▶ **TASK**
Return every line in the entries below that contains the string "query".

○ ○ ○ ○ ○

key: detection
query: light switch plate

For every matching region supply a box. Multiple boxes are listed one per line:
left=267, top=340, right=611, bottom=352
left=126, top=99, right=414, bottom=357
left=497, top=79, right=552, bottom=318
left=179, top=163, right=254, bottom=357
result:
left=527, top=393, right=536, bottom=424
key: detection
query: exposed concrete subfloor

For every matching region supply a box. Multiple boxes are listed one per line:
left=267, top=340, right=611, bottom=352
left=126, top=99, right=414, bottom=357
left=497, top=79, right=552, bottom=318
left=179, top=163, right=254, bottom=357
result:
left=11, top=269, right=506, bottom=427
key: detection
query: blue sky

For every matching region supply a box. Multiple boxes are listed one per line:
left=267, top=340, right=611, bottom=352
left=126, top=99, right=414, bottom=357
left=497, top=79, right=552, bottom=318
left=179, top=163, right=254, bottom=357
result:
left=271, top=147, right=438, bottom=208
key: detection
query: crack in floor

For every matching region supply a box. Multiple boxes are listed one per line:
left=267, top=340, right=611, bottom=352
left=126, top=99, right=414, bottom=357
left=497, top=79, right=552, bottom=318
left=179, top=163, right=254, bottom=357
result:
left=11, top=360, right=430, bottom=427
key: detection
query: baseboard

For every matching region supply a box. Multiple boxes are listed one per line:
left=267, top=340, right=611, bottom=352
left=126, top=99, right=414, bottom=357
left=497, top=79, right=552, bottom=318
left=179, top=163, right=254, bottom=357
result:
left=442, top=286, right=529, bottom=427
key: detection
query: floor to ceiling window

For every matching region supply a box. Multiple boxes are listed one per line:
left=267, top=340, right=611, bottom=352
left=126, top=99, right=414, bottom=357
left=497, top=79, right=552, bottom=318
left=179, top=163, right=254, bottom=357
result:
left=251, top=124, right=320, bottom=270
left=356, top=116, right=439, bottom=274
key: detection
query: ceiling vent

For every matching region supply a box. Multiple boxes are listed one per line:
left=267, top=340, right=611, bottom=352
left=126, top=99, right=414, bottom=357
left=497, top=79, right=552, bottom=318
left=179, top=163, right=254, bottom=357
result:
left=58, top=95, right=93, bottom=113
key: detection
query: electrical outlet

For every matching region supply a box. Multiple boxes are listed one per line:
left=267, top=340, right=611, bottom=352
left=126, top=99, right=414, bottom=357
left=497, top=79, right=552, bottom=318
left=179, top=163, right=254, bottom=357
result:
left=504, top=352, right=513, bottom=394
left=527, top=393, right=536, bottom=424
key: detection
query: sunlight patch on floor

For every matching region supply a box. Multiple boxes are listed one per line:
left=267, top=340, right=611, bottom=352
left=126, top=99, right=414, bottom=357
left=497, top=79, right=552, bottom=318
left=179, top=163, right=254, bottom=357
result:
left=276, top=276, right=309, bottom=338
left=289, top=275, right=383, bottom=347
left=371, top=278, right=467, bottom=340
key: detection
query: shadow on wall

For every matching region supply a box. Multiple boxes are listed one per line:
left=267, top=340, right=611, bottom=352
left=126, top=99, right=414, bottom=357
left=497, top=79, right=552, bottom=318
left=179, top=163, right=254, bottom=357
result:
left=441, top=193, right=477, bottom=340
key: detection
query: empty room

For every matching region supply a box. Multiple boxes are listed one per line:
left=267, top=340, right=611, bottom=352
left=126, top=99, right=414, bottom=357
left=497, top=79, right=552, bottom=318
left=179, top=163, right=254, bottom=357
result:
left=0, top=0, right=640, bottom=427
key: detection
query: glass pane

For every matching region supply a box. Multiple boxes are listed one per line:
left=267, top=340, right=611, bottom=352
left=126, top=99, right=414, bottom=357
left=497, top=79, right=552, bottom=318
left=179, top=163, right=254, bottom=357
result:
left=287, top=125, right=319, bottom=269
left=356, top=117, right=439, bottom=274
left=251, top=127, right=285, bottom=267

○ ○ ○ ○ ○

▶ **RESULT OF THE TASK**
query: light switch plate
query: exposed concrete subfloor
query: blue sky
query: crack in floor
query: baseboard
query: floor to ceiling window
query: ceiling vent
query: electrical outlet
query: sunlight patch on floor
query: shadow on wall
query: empty room
query: glass pane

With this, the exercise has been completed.